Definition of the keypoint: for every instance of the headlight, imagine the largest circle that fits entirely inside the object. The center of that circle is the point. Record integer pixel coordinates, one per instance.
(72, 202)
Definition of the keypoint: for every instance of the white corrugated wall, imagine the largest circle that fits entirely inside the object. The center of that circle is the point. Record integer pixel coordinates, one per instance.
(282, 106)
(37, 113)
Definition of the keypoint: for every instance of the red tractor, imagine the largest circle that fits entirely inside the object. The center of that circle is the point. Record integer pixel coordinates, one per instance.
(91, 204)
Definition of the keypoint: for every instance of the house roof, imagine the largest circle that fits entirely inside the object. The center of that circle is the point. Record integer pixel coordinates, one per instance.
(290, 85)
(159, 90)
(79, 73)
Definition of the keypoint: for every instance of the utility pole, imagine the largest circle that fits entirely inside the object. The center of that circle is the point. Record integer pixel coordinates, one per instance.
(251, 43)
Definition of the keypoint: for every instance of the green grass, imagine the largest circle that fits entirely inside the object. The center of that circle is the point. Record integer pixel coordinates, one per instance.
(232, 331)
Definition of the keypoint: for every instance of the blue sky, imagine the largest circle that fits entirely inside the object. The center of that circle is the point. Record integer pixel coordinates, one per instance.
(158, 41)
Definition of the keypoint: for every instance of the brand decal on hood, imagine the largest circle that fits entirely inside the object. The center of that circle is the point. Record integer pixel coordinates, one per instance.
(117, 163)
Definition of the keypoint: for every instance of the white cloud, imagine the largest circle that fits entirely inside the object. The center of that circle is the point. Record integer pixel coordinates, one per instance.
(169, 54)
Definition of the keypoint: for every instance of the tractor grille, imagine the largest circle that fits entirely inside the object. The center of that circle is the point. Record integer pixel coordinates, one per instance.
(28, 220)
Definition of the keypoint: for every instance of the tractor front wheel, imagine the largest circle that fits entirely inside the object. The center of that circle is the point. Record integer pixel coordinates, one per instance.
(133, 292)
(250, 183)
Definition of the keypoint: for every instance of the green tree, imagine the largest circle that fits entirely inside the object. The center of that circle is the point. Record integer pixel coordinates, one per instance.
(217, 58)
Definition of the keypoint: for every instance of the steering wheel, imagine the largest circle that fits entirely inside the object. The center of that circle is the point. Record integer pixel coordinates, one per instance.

------------

**Task to carry out:** Return every line of the material above verbatim, keeping the original order.

**Worked solution:**
Definition of the keypoint: for every instance of the headlight, imagine the largest circle that fits entirely inside the object. The center of that circle is the point. Record integer pixel coordinates, one per instance.
(72, 202)
Definition of the keypoint: for every instance of the white corrugated wall, imagine the largest circle that fits entirely inside the object. The center of that circle is the point. Record integer pixel coordinates, one per instance.
(282, 106)
(37, 113)
Definition of the keypoint: for every instance of the red tractor, imagine the largest circle that fits entirely inside the object. The center of that circle is the point. Record integer pixel coordinates, one per instance.
(91, 204)
Definition of the keypoint: for every instance of the house roof, imagine the largest circle that fits entirely inside the object. The center of that circle is the point. Record integer pixel coordinates, one per instance.
(290, 85)
(159, 90)
(79, 73)
Definition of the keypoint: for every instance of the utility pole, imagine the largest circle that fits entirely inside the object. The center of that circle is the point. Record integer pixel coordinates, one per instance.
(251, 43)
Definition of the keypoint: for every instance of the green grass, imagine the largest circle that fits entirely inside the object. The center of that circle is the point. Record integer pixel coordinates, one per instance.
(232, 331)
Definition of the keypoint: for every instance of the blue sky, imagine the largest circle that fits entirely inside the object. The center of that circle is the point. Record integer pixel coordinates, one per instance.
(158, 41)
Definition of the keypoint: for every instance of the brand decal on hood, imagine the largest circle that fits entirely inside the object. The center of that circle is the point. Record integer pixel coordinates, one per instance.
(117, 163)
Definition of the keypoint: for every instance of the white cloud, imagine the largest circle that fits entirely inside the object. The center of that circle is the point. Record integer pixel coordinates, one per instance.
(169, 54)
Definition of the keypoint: for every instance of the tractor grille, imagine the largest circle that fits entirely inside the object. The center of that circle is the point. Record integer pixel coordinates, one per instance.
(28, 220)
Definition of the keypoint: for every instance of the tractor front wheel, imagine the largest circle that fits entirely inside the object. The center of that circle is the point. Record integer pixel coordinates, one per instance.
(133, 292)
(250, 183)
Definition of the keypoint: for every instance of the green tree, imagine the largest circle that fits entirely inside the object. The center of that circle is the point. Record integer pixel coordinates, one per instance.
(217, 58)
Definition of the keypoint: for every instance of the steering wheel, imagine the largest circle that fits entirely inside the object. The center of that circle is the point. Record integer pixel coordinates, one per instance.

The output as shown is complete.